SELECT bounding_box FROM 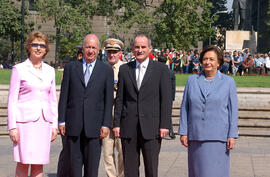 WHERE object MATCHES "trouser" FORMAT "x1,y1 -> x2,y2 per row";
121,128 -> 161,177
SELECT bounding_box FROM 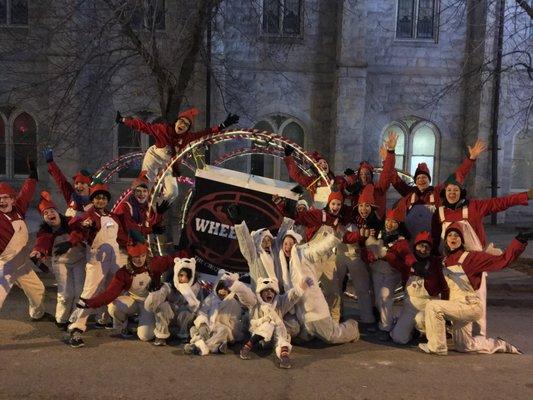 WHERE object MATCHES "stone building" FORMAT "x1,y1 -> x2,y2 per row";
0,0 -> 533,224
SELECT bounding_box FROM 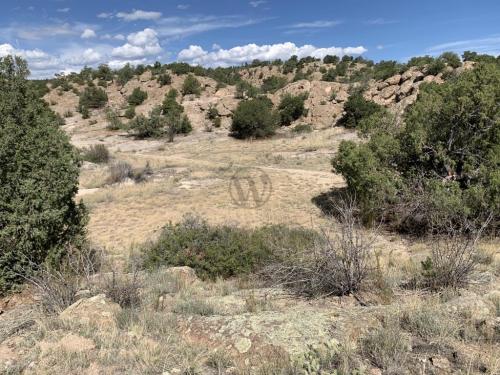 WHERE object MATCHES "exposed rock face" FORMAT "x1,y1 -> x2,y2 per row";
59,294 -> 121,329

---

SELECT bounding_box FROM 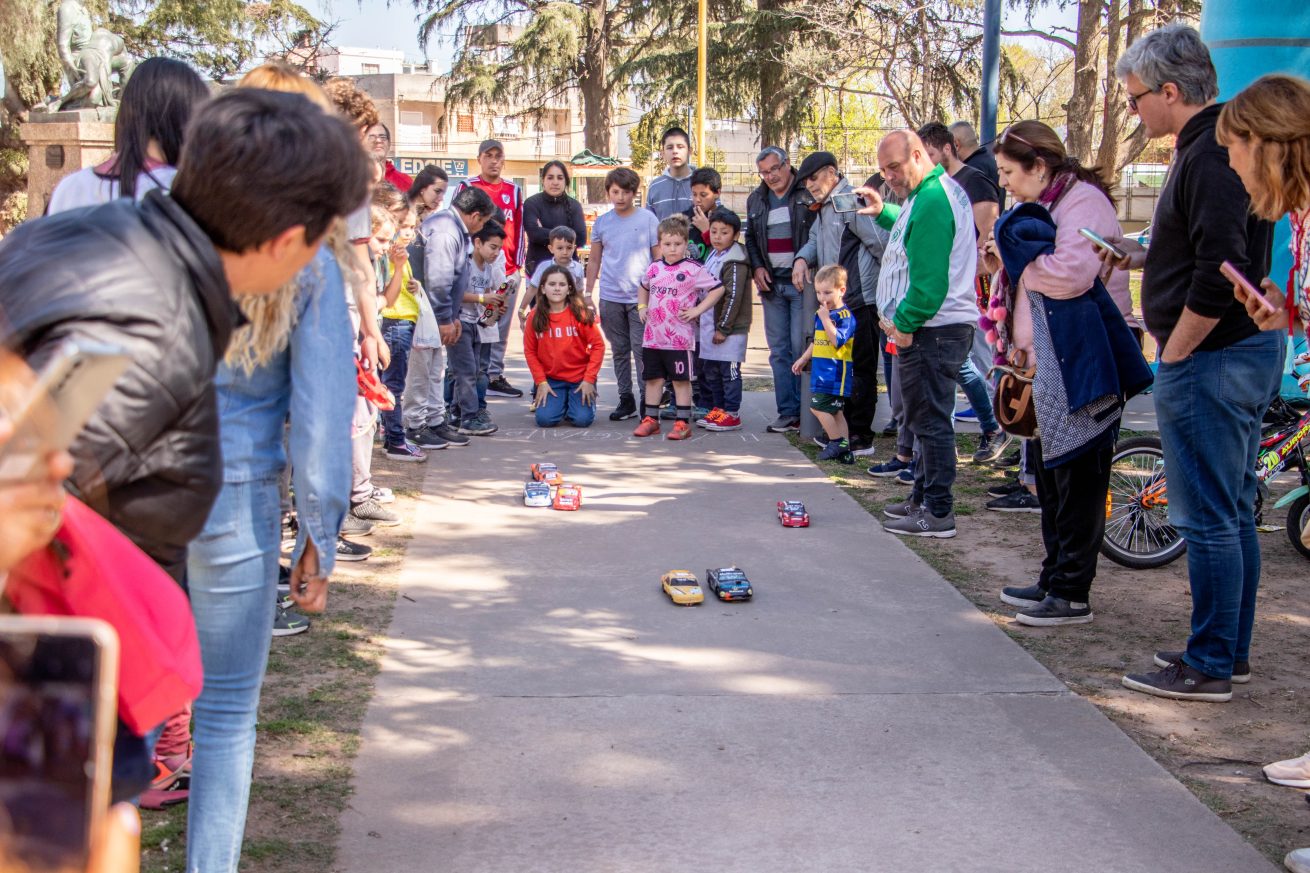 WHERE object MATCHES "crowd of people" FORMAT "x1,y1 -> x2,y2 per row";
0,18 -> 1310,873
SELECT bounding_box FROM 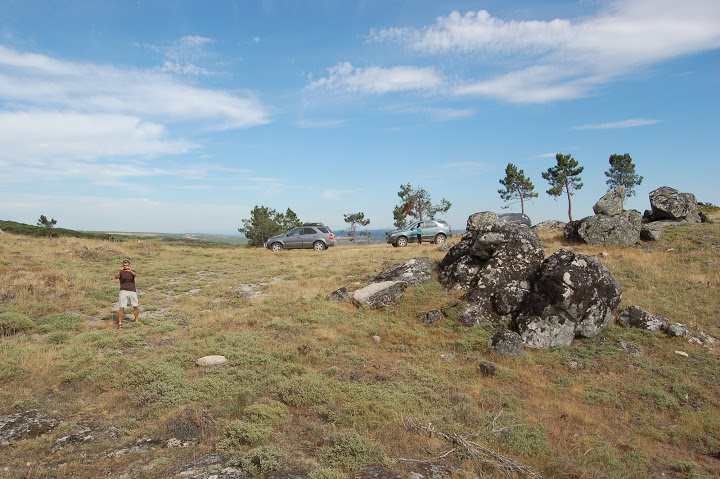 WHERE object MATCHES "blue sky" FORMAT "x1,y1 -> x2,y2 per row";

...

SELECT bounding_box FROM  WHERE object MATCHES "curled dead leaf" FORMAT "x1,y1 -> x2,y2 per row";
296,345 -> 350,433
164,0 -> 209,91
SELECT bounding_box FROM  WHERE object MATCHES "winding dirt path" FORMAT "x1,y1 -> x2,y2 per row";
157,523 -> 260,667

● Task to complete
Show each line in the entries above that contains the string "winding".

● Answer to this task
SELECT bounding_box FROM  WHERE object MATCHES "winding dirt path" FORMAT "x1,y1 -> x2,y2 per row";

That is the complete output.